## Task prompt
Repeat exactly, and only, the lines from the line containing "man in blue" through the last line of the records below, including both.

☆ ☆ ☆

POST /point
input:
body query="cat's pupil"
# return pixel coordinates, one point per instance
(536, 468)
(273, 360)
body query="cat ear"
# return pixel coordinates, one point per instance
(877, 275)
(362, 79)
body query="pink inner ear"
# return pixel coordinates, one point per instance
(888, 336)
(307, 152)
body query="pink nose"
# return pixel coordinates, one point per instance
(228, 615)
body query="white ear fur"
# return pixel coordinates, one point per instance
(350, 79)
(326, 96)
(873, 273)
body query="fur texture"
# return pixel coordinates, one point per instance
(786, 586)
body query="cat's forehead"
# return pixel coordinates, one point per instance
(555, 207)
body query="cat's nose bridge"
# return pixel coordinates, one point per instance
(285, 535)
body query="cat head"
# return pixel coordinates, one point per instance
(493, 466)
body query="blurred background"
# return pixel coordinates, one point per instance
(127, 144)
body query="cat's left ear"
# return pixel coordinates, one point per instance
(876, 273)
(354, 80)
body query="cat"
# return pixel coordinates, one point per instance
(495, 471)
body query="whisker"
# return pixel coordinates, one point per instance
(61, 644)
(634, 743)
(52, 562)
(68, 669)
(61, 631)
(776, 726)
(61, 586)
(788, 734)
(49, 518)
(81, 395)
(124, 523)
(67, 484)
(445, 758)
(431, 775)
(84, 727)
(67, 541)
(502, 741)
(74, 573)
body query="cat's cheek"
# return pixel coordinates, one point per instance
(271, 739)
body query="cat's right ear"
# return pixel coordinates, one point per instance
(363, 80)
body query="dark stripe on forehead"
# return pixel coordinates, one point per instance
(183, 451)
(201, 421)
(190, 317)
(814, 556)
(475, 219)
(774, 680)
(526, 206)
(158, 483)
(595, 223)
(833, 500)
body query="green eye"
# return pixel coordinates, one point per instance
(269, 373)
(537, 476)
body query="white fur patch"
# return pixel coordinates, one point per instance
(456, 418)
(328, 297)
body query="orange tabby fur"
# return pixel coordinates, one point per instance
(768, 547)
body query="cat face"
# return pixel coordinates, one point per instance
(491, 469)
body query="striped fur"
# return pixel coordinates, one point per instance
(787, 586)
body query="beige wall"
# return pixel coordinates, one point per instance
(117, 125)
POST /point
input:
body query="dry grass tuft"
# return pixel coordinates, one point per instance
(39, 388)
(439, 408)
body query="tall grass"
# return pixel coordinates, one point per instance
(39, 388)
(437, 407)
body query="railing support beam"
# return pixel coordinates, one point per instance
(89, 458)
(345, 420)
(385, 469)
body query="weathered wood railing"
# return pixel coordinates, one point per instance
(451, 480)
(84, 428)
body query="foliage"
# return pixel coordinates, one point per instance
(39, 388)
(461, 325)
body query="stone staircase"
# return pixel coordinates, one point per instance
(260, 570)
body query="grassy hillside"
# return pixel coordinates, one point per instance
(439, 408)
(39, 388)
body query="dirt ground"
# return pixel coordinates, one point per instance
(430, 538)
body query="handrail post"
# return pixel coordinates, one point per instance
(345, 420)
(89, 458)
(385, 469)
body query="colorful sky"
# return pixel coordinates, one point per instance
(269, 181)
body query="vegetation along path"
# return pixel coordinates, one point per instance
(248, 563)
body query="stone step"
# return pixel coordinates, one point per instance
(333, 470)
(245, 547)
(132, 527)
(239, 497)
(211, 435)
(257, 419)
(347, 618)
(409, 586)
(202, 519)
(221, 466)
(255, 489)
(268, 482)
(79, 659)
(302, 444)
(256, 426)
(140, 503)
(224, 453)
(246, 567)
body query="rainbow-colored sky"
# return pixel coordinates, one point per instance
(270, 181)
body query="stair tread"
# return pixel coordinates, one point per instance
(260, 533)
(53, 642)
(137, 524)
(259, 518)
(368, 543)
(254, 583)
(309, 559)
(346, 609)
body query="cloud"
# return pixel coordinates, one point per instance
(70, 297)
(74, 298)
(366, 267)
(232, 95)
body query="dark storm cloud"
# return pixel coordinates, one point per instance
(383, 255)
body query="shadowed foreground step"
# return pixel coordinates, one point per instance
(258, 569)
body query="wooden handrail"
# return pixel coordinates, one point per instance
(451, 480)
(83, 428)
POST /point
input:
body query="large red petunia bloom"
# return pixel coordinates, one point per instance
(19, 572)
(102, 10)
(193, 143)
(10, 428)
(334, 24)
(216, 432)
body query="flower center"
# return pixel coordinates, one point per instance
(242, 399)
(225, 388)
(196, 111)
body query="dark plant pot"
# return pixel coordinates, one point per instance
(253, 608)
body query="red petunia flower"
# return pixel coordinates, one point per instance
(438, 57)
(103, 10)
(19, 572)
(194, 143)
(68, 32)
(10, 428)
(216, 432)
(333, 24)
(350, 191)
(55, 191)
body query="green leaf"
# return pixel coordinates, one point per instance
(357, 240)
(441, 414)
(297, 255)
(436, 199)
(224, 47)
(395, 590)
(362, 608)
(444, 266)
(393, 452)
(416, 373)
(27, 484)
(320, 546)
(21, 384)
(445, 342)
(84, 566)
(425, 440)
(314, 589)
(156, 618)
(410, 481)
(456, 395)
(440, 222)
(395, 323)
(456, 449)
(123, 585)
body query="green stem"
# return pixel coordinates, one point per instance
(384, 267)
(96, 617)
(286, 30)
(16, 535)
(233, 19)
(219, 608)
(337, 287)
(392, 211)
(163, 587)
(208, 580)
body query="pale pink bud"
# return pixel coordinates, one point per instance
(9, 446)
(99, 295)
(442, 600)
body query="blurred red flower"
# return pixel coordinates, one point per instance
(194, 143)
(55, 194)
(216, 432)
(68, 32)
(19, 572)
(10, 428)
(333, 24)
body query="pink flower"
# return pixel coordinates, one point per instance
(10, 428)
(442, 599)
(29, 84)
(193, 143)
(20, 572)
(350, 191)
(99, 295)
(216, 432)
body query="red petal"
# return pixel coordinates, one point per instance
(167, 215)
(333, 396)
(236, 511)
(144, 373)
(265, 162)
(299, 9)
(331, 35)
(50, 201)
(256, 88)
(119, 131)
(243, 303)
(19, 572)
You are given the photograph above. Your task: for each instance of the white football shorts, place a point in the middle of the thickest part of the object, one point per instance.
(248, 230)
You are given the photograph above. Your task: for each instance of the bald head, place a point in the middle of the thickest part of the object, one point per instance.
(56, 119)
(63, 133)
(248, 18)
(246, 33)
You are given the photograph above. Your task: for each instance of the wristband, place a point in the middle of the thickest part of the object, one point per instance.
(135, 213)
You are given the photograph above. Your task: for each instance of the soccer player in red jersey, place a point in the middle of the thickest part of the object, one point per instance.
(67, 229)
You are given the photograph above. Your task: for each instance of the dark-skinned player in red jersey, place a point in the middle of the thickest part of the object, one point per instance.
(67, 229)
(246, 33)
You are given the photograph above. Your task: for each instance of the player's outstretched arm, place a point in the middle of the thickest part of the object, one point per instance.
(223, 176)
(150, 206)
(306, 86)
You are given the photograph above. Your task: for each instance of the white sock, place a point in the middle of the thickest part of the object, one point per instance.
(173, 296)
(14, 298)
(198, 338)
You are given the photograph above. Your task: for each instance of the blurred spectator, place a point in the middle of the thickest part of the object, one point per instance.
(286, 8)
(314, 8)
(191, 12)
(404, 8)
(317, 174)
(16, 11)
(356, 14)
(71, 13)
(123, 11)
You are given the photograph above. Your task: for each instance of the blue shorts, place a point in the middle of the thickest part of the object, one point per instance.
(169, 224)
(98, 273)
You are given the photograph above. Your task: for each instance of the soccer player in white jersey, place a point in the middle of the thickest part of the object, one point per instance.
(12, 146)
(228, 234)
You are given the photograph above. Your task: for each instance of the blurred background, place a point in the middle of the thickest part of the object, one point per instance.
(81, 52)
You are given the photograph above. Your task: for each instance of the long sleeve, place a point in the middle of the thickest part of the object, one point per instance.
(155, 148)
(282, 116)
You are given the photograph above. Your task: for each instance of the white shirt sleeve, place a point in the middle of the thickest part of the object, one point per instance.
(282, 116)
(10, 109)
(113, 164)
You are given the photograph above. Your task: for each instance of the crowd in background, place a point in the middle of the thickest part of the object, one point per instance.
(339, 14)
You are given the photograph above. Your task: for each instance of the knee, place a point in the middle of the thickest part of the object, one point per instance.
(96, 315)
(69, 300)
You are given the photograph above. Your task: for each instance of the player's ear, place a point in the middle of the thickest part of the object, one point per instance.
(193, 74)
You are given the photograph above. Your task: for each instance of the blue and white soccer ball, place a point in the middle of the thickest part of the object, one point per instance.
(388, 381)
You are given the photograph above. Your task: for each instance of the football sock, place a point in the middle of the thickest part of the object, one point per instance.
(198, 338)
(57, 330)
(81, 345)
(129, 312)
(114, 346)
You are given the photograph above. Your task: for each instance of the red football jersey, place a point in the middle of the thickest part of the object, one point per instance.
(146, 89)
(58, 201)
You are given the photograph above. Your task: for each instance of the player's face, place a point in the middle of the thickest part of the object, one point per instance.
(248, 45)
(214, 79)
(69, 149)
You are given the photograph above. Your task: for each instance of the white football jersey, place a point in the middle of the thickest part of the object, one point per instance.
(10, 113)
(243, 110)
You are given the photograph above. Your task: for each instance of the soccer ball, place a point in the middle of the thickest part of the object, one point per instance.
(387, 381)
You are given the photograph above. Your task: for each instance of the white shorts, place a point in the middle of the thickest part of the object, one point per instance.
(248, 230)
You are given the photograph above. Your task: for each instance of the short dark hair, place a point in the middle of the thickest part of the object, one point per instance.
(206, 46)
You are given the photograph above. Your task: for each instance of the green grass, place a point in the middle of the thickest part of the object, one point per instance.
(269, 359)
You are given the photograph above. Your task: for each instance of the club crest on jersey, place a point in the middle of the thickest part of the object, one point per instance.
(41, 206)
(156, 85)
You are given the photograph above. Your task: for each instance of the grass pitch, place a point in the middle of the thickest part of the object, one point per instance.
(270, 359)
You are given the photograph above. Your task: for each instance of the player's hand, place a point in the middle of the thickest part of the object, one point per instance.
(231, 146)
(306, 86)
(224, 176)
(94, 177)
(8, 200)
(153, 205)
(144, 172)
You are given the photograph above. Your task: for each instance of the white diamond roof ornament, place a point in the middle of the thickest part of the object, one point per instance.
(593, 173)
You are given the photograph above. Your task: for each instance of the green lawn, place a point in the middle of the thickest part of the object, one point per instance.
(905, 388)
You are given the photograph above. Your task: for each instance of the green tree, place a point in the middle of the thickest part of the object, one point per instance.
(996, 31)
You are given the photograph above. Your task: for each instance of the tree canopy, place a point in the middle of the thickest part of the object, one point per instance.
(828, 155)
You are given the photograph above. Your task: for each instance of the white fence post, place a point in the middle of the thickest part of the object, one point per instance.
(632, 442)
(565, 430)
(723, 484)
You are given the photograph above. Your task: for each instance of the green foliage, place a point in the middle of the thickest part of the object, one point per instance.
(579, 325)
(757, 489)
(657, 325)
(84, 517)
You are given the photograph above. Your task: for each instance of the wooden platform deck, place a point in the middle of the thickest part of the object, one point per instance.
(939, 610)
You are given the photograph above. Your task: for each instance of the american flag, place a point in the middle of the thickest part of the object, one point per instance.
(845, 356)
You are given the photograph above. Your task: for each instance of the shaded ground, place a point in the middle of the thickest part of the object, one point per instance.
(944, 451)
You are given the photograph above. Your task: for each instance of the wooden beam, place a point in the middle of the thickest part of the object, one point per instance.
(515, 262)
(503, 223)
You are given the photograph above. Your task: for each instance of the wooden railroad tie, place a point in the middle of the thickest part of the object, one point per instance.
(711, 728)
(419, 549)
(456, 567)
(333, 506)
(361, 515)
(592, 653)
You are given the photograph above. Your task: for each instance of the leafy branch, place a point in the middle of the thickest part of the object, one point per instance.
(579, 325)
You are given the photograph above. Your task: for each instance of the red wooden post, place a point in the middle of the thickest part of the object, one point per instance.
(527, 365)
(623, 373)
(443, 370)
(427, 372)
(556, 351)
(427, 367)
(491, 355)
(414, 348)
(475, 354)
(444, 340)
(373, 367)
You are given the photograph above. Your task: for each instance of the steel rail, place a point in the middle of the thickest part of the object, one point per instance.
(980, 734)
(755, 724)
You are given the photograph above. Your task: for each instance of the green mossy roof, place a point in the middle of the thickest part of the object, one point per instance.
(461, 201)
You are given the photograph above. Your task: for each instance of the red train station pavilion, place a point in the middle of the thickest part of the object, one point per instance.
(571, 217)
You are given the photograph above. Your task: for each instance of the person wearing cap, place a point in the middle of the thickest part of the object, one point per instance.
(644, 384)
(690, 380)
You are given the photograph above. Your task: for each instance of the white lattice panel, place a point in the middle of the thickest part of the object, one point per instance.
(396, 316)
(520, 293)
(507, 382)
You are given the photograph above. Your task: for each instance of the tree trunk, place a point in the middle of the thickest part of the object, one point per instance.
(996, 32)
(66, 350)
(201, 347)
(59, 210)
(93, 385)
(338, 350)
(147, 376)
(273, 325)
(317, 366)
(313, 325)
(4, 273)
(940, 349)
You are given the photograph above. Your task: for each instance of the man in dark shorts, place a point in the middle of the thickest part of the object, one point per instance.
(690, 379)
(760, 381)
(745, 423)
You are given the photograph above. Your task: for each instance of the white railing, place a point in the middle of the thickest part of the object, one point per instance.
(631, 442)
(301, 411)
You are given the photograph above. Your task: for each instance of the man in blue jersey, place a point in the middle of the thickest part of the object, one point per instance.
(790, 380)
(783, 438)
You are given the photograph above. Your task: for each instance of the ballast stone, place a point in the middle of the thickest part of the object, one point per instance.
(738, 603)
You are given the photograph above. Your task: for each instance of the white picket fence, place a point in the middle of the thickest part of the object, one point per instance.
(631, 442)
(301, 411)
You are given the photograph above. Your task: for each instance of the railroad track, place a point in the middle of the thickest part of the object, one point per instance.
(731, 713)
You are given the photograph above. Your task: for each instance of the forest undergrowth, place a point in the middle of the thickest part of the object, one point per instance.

☆ ☆ ☆

## Solution for this problem
You are given the photograph above. Your task: for each instance of the man in blue jersey, place a point in the middle of the thickest part of the object, one point per instance.
(790, 380)
(783, 438)
You are given the photograph above. Your task: for each instance of the ballast stone, place a point in the middle of the thickest part of the object, one point per instance.
(738, 603)
You are given the photograph above. Your task: for each instance of the white picket fence, place a point in the middle of the thickest part of the object, one point per instance.
(631, 442)
(301, 411)
You are given the photograph above. Your task: for each instance of the railroad track, place a point in the middle of the thickest part of the object, one point per instance.
(731, 713)
You are given the photograph above. Your task: for each instance of the forest undergrowth, place a point in the middle of the thickest part of the object, one point per instance.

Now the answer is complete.